* Textauszug
════

Pockenschutz für die gesamte Bremer Bevölkerung ist ab April gesichert. Senatorin: „Kein Anlass zur Panik“

Von ede

taz ■ Eine Million Euro kostet es, das Serum zu beschaffen und die Bevölkerung Bremens gegen Pocken zu impfen. Ab 1. April „bestünde theoretisch die Impfmöglichkeit“. Bis dahin sei auch das Personal entsprechend geschult – „für den unwahrscheinlichen Eventualfall“ einer Impfung, nach einer ersten Pockeninfektion in Deutschland. Gesundheitssenatorin Karin Röpke (SPD) wurde gestern vor der Presse nicht müde, die Möglichkeitsform zu bemühen, denn: „Für Panik besteht kein Anlass.“

„Bremen ist im Ländervergleich sehr gut aufgestellt“, glaubt Werner Wunderle, Abteilungsleiter des Gesundheitsamtes und zugleich Mitglied der zuständigen Bund-Länder-Kommission, die ressortübergreifend den Katastrophenschutz im Falle eines bioterroristischen Angriffs koordiniert. Laut Plan soll es in Bremen und Bremerhaven 25 Impfstellen geben, wo je 5.000 Personen täglich immunisiert würden – im Ernstfall. „Niemand kann sich jetzt impfen lassen“, betont Wunderle. Die Seren seien erstens tiefgekühlte Verschlusssache, zweitens offiziell gar nicht zugelassen und deswegen drittens nicht beim Hausarzt erhältlich. Eine Impfung ohne Not sei nicht ratsam – wegen bedenklicher Nebenwirkungen.

════

* Datenblock
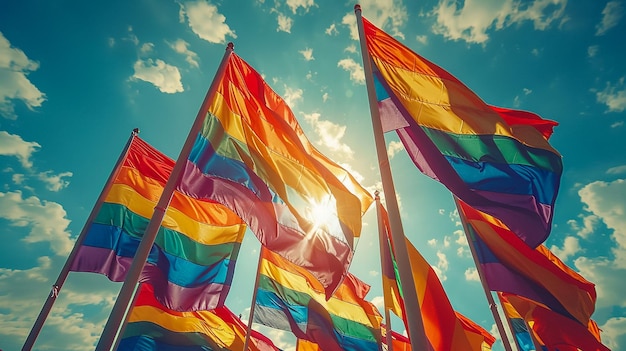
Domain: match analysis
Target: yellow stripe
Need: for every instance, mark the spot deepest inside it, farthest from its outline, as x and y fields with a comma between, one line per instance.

════

* Ihre Aufgaben
[a] Listen Sie alle Punkte auf, die Werner Wunderle im Artikel über den Pockenschutz in Bremen mit „erstens“, „zweitens“ und „drittens“ über die Seren aufzählt.
[b] Setzen Sie den Artikel über den Pockenschutz in Bremen nach seinem letzten Satz fort.

* Die Lösungen
[a]
- Die Seren sind tiefgekühlte Verschlusssache.
- Sie sind offiziell gar nicht zugelassen.
- Deswegen sind sie nicht beim Hausarzt erhältlich.

[b]
Statistisch kommt auf eine Million Geimpfter ein Todesfall, außerdem mehrere Erkrankungen etwa durch Gehirnhautentzündung. In Bremen bereits heute vorrätige 40.000 Seren seien im Ernstfall vorrangig für MitarbeiterInnen im Gesundheits- und Sicherheitswesen bestimmt – wegen der Ansteckungszeit von zwölf Tagen bliebe dann genug Zeit für die allgemeine Impfung.

Mit vielen „Impfverweigerern“ rechnet das Gesundheitsamt kaum. „Wir fürchten eher den Ansturm auf Impfstellen“, sagt Wunderle. Das Bedrohliche an Pocken sei, dass sie in 30 Prozent aller Fälle tödlich endeten. Die Überlebensraten Älterer und Schwacher liegen niedriger. Zwar gebe es neue Medikamente, die bei der Behandlung eingesetzt würden – doch seien diese nicht erforscht an Pocken, die seit 1976 als ausgerottet galten. Den staatlichen Umgang mit Impfverweigerern bezeichnete Senatorin Röpke gestern dennoch als „ungeklärtes Problem“.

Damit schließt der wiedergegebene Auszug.